◆ **Document passage**:
When can Disneyland reopen? The answer comes with a huge asterisk

It seems like the simplest question, but it is one that has vexed fans and operators alike for more than 10 months now: When can Disneyland and other California theme parks reopen?

The simple answer comes with the world’s biggest asterisk: California theme parks can reopen as soon as mid-March.

That would be nearly a year to the day since Disneyland, Universal Studios Hollywood, Knott’s Berry Farm, Six Flag Magic Mountain, SeaWorld San Diego, Legoland California and other California theme parks closed in mid-March 2020 due to the COVID-19 pandemic.

Now to that asterisk. California theme parks can reopen in six weeks if the counties they reside in can reach the least-restrictive yellow/minimal tier 4 of Gov. Gavin Newsom’s Blueprint for a Safer Economy. But that is a huge if.

A six-week timeline to reopening Disneyland is merely a best case scenario and highly unlikely. But it does offer the first possible date the park can reopen under state guidelines.

The best estimate at the moment is that California theme parks can reopen in spring or summer under COVID-19 health and safety reopening guidelines issued by the state. But the pandemic has cast aside estimated opening dates many times before.

All but four of California’s 58 counties remain in the most-restrictive purple/widespread tier 1 risk level after exiting the state’s stay-at-home order this week. That puts California theme parks back on the path to reopening — but still as far as they can get from a full return to operations under the state’s color-coded system.

California theme parks will be allowed to reopen on a county by county basis under Newsom’s four-tiered system. At the moment, every major theme park in the state is in a county stuck in the most-restrictive purple tier. Every day a theme park’s county remains stuck in the purple tier pushes a potential reopening date that much further out in the calendar.

◆ **Supplied entries**:

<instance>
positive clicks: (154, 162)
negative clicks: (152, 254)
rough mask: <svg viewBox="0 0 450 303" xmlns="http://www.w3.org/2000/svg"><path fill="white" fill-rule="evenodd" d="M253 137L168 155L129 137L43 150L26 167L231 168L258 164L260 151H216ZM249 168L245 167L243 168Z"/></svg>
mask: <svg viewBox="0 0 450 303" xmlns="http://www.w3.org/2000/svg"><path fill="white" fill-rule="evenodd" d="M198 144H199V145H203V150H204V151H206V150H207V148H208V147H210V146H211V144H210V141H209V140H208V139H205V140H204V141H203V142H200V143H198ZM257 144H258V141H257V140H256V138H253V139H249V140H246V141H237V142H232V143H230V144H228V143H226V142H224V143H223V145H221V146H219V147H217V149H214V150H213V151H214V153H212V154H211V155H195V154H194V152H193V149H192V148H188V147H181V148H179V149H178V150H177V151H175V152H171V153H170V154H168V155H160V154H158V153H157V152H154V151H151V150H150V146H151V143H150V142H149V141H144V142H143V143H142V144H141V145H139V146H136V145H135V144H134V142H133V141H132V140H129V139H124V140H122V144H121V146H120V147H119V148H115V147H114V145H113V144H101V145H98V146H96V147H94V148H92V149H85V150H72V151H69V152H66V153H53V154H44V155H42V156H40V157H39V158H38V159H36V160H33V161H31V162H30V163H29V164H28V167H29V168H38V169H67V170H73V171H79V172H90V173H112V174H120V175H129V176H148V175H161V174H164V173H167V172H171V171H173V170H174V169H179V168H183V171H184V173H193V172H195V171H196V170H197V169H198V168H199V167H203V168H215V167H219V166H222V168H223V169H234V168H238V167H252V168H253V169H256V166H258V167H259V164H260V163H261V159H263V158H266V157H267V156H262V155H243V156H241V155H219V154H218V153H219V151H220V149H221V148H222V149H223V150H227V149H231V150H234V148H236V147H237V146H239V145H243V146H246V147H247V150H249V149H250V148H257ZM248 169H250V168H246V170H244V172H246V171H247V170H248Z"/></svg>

◆ **Task list**:
1 - In the article about when Disneyland can reopen, which tier must a theme park's county reach before the park can reopen in six weeks?
2 - Continue the article about when Disneyland and other California theme parks can reopen, picking up after its last paragraph.

◆ **Outputs by task**:
1 - The county must reach the least-restrictive yellow/minimal tier 4 of Gov. Gavin Newsom's Blueprint for a Safer Economy.

2 -
State mandates require counties remain in each tier for at least three weeks before moving to a less-restrictive tier. That means every California theme park will have to wait at least three weeks for their county to pass through the red/substantial tier 2 and another three weeks at a minimum to make it through the orange/moderate tier 3 before reaching the yellow/minimal tier 4.

The six-week timeline to reopening California theme parks is far from a certainty. Counties can and have remained mired in a single tier for months during the pandemic without making any progress. There is no telling how long it will take larger counties like Los Angeles, San Diego and Orange to even exit the purple tier and start the six-week countdown toward the least-restrictive yellow tier. And there is nothing to stop a county from slipping backward a tier or becoming hopelessly stuck in a tier during that hypothetical six-week journey.

Then there’s the biggest challenge of all. The California Attractions and Parks Association says the state’s large theme parks could remain closed indefinitely if their counties can’t reach the yellow tier.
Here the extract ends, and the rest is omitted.